— Exercice A —
Répondez à ces questions sur le texte consacré aux migrants en Israël pendant la pandémie :
(i) À quelle date les bénévoles assemblent-ils des colis dans le sud de Tel Aviv ?
(ii) En quelle année Filmon a-t-il fui son pays natal ?
(iii) Quelle part de la main-d'œuvre du pays est au chômage selon les derniers chiffres ?
— Exercice B —
Poursuivez le texte sur les migrants en Israël pendant la pandémie en repartant de sa dernière phrase.

— Texte fourni —
De nombreux migrants ont perdu leurs emplois ; d'autres, qui travaillent, redoutent l'infection. Les mesures sont obscures et les soins hors de portée

Leah Hecht et d'autres bénévoles assemblent des produits alimentaires pour en faire des colis à distribuer, dans le sud de Tel Aviv, le 3 avril 2020 (Autorisation : ARDC)
Leah Hecht et d'autres bénévoles assemblent des produits alimentaires pour en faire des colis à distribuer, dans le sud de Tel Aviv, le 3 avril 2020 (Autorisation : ARDC)

Filmon, 30 ans, demandeur d’asile érythréen qui a fui son pays natal ravagé par les conflits en 2012 et qui a depuis trouvé refuge en Israël, a été en mesure de conserver son emploi dans un supermarché de la ville de Netanya, dans le centre du pays, malgré la pandémie de coronavirus. Il se considère comme « très chanceux » de pouvoir travailler à un moment où presque un quart de la main-d’oeuvre du pays – 25,8 %, selon les derniers chiffres – est dorénavant au chômage.

— Items présentés —
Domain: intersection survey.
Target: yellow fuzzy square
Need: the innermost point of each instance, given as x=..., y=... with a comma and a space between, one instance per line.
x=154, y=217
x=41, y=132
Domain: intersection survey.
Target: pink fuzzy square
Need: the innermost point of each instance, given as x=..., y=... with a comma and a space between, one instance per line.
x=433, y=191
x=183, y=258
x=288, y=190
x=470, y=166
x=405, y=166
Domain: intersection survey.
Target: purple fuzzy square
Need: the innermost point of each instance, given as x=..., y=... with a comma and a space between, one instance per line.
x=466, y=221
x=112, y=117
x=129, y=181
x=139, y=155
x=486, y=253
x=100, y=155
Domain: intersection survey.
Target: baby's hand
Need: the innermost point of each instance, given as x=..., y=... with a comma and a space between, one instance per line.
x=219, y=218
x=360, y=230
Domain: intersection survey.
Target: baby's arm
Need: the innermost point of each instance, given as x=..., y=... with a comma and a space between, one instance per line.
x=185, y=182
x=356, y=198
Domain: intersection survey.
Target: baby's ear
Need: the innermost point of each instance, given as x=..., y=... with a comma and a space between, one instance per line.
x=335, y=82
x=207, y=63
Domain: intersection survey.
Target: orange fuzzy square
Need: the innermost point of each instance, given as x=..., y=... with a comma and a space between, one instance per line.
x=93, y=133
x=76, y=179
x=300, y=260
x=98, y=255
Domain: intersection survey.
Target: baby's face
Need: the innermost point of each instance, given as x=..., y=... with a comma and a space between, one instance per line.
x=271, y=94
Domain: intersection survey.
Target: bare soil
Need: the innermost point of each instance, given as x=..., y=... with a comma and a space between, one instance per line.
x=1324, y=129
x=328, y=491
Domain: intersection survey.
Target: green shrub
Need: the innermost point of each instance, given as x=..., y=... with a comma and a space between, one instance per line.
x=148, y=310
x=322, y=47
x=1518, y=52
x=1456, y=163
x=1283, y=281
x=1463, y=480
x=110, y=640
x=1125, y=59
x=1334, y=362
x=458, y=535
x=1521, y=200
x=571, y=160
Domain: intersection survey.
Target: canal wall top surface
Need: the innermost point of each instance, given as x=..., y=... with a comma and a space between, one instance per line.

— Réponse A —
(i) Le 3 avril 2020.
(ii) En 2012.
(iii) 25,8 %, soit presque un quart.

— Réponse B —
Mais travailler dans un magasin bondé, toute la journée, alors même que le virus continue de tuer, présente des dangers en soi. « J’ai peur de venir au travail et je sais qu’une personne testée positive au virus venait dans notre magasin. J’ai peur de tomber malade », explique Filmon au Times of Israel.

Ce n’est pas seulement l’angoisse de contracter le virus qui lui fait perdre le sommeil. En tant que demandeur d’asile n’ayant pas obtenu le statut de réfugié de la part de l’Etat, Filmon est bien conscient qu’il pourrait ne pas bénéficier des tests ou des soins médicaux d’urgence auxquels ont droit les citoyens du pays.

« Si je tombe malade, mon patron va me dire de rester chez moi. Mais disons bien ce qui va arriver – la compagnie d’assurances nationale ne va pas m’indemniser les jours où je ne vais pas travailler. Et si je perds mon emploi et que je ne peux pas payer mon loyer à temps, mon propriétaire m’expulsera, c’est sûr. Je suis terrifié à l’idée que ça puisse arriver », déclare-t-il.

Des dizaines de milliers de demandeurs d’asile provenant des pays africains et qui vivent en Israël partagent un grand nombre de ces mêmes inquiétudes. Tandis que de nombreuses informations, ces derniers jours, ont souligné le taux élevé de contagion parmi la population orthodoxe au sein de l’Etat juif, ces gros titres ont largement négligé les difficultés de la communauté de Filmon.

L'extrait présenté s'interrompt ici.